Supplied data:
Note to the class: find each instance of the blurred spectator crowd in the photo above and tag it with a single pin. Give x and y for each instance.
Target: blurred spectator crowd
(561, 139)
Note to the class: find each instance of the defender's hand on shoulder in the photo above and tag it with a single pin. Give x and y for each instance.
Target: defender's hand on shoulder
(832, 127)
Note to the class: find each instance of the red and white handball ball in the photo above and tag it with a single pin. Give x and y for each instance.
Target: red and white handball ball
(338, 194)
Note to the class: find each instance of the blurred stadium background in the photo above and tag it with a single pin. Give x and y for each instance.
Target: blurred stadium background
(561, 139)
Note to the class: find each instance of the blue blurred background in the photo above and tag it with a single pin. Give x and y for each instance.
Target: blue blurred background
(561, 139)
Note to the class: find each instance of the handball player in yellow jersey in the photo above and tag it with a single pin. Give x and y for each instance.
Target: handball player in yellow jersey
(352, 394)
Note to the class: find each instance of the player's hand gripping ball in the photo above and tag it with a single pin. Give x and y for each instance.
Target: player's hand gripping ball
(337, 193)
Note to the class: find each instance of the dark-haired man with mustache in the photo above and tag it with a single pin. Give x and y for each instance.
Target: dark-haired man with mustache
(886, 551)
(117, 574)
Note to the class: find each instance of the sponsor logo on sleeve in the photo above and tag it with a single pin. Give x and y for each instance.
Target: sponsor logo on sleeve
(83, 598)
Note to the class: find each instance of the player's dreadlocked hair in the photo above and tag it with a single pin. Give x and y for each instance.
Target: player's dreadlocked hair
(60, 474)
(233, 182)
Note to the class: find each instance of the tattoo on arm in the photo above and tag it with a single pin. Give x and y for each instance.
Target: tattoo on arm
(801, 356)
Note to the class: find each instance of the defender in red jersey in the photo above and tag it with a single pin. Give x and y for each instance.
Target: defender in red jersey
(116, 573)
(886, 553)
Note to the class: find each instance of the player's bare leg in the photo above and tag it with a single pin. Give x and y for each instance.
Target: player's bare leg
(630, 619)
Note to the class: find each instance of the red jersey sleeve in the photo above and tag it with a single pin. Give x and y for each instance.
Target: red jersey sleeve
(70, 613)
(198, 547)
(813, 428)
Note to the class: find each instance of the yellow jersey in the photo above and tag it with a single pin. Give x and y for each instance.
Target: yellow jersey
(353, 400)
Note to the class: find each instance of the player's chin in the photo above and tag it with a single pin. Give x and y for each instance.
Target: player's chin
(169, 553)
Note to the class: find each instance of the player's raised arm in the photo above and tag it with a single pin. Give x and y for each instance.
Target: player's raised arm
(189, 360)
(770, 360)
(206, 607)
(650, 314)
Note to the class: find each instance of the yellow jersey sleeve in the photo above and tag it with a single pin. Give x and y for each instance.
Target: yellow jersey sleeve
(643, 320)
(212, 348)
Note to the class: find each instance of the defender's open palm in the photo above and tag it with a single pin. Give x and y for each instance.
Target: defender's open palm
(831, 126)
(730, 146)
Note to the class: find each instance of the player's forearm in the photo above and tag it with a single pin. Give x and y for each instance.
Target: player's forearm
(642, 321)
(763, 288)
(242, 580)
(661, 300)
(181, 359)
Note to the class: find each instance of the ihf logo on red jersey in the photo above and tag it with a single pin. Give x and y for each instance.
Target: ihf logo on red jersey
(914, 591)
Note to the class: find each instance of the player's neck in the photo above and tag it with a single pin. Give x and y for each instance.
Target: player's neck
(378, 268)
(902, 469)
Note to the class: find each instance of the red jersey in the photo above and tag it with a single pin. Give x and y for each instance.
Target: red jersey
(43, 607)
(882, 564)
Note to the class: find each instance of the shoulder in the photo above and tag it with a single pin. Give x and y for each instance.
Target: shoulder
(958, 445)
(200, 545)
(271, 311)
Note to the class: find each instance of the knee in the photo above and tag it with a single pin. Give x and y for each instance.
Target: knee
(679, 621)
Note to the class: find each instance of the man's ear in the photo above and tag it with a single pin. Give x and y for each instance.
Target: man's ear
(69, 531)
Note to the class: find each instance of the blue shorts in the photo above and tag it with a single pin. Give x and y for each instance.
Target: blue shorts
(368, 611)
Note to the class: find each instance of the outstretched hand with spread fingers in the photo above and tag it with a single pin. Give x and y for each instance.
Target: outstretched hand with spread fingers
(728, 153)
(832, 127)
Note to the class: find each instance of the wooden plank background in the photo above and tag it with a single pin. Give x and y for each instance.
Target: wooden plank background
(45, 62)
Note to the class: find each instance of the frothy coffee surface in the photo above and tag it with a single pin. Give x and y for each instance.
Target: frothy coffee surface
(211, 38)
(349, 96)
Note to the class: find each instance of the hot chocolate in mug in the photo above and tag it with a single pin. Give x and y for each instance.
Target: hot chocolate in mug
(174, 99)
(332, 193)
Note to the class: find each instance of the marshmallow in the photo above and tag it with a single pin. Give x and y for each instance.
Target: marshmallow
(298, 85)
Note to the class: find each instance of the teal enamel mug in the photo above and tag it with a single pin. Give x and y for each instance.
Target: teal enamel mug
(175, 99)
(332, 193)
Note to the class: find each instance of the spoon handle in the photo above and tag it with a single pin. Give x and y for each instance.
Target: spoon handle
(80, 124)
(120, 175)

Short task: Quote the data above in full, changing nothing.

Task answer:
Note to the class: find each instance of the blurred spectator crowd in the photo above and tag it with a single pin. Give x and y for each instance.
Target: blurred spectator crowd
(561, 139)
Note to the class: find each instance of the defender's hand on shoulder in the photo above and tag it with a single pin. Give x and y for each instance.
Target: defender's hand on shoulder
(832, 127)
Note to the class: find each instance of the red and white handball ball in the photo above and tag it with a single pin. Give x and y for each instance.
Target: red and white handball ball
(338, 194)
Note to the class: find each instance of the blurred stadium background in the photo above and tag it with a single pin. Give x and y for each instance.
Target: blurred stadium background
(561, 139)
Note to the class: find each instance of the blue blurred background in the photo above and tag it with a single pin. Give x and y for each instance.
Target: blue blurred background
(561, 139)
Note to the class: find each instance of the handball player in yellow jersey in the photo above and tag it with a single pin. Give x and y for each instance.
Target: handball player in yellow jersey
(352, 394)
Note to the class: find each instance of the player's hand gripping ball in the photo above and tag it with a single pin. Give x and y for each instance.
Target: player's hand gripping ball
(337, 193)
Note to the class: find each instance of the dark-haired man with mustache in the photo above and tag it with a single pin. Give x and y for each instance.
Target: dark-haired man with mustache
(886, 551)
(117, 574)
Note to the class: find each instance of the sponsor logo on sleeve in the photo above and tag it with a single pin. Give x and y for each instance.
Target: sponsor logo on sleeve
(83, 598)
Note to the class: find each instance of the player's dreadlocked hair in the photo above and tag it with a single pin. Give x and y for each instance.
Target: player's dreadlocked hair
(60, 474)
(233, 182)
Note to the class: find each instance of the tattoo on arm in the photo above and tag it with a single pin. Give x and y for each instance.
Target: tattoo on arm
(801, 356)
Note to the class: find each instance of the defender in red jersey in the photo above and tag it with a single pin. Give x and y for each instance.
Target: defender in red jersey
(116, 573)
(886, 553)
Note to the class: find each instance of the player's bare leg in the photo above and tag it with a single pin. Give x and y for each instance.
Target: player's bare leg
(630, 619)
Note to the class: find each instance of the red jersey sleeve in the photo above and tag it with a single pin. Give x and y for each instance.
Target: red jersey sleeve
(70, 613)
(198, 547)
(813, 428)
Note to the class: find each instance of the yellow jersey in the photo above and tag it with a single pin. Give x and y for each instance.
Target: yellow jersey
(353, 400)
Note to the class: find each instance of the player's chin in the photo above and tag it with a single pin. Give x and y for each instance.
Target: player's chin
(169, 553)
Note to the class: find each instance of the player's raised arm in the photo above and tag it with a single pin. Give x and y for each instance.
Target: player's raised arm
(189, 360)
(770, 360)
(206, 607)
(650, 314)
Note to the class: find each instance of the yellow jersey sleeve in the photo above and tag it with a single pin. Give x and y for each instance.
Target: yellow jersey sleeve
(643, 320)
(212, 348)
Note to the class: find each instance of the defender's open palm in the photo above and tag it with a single pin. Give x and y for each instance.
Target: defender's open palm
(831, 126)
(730, 146)
Note to the class: find each instance of the player's forearm in the photo above and tag it with a single pin. Give x and y for each instance.
Target: player's forearm
(642, 321)
(763, 288)
(242, 580)
(661, 300)
(181, 359)
Note to the class: find each instance of the ihf logo on red jersey in the photo above and tag it with a single pin. Give x and y for each instance.
Target: ihf logo on red jersey
(914, 591)
Note to the class: find each instance of the player's neck in the photo above and tag it with a single pin. Give x and y for each instance.
Target: player's neck
(378, 268)
(902, 469)
Note to the class: find each instance of the red jersey in the photo above and tag it with a single pin. Give x and y for each instance.
Target: red jersey
(43, 607)
(882, 564)
Note to the class: find each instance of the shoulder in the photo above and tag it with a single pin. Give x and y for each instance.
Target: shoulder
(958, 445)
(200, 545)
(271, 311)
Note to the class: find each instance of the knee in the photo above and tag it with a single pin. Give x and y for each instance.
Target: knee
(679, 621)
Note to the class: find each instance of the man's ear in the photo above and tag it with a single pin. Give x and y for each instance.
Target: man's ear
(69, 531)
Note to the class: find each instance of the blue shorts in the photo above and tag it with a single pin. Give x and y for each instance.
Target: blue shorts
(368, 611)
Note to the class: find each instance of the outstretched hand with spread fingers in the photo above and tag it with a single pin. Give x and y for each instance.
Target: outstretched hand with spread fingers
(728, 153)
(832, 127)
Note to the class: find each instance of the wooden plank background in the photo above and tag it with a single pin. Give x and y for each instance.
Target: wooden plank background
(45, 62)
Note to the class: find each instance of the frothy coffee surface in the photo above and tag it with a single pin. Give x and y for each instance.
Target: frothy coffee surface
(211, 38)
(349, 96)
Note to the class: find each instance of the hot chocolate in mug in the photo above and tag it with a single pin. Give x and y for each instance.
Target: hot chocolate in mug
(174, 99)
(332, 193)
Note to the class: find each instance of the marshmallow in the photo above and tag it with a single pin. Give x and y for each instance.
Target: marshmallow
(298, 85)
Note to the class: find each instance of the teal enamel mug in the photo above and tag it with a single pin. Give x and y for each instance.
Target: teal enamel mug
(175, 99)
(332, 193)
Note to the class: find each instance of the spoon handle in the photo above and tag it with a single pin. Give x and y for each instance.
Target: spoon handle
(80, 124)
(120, 175)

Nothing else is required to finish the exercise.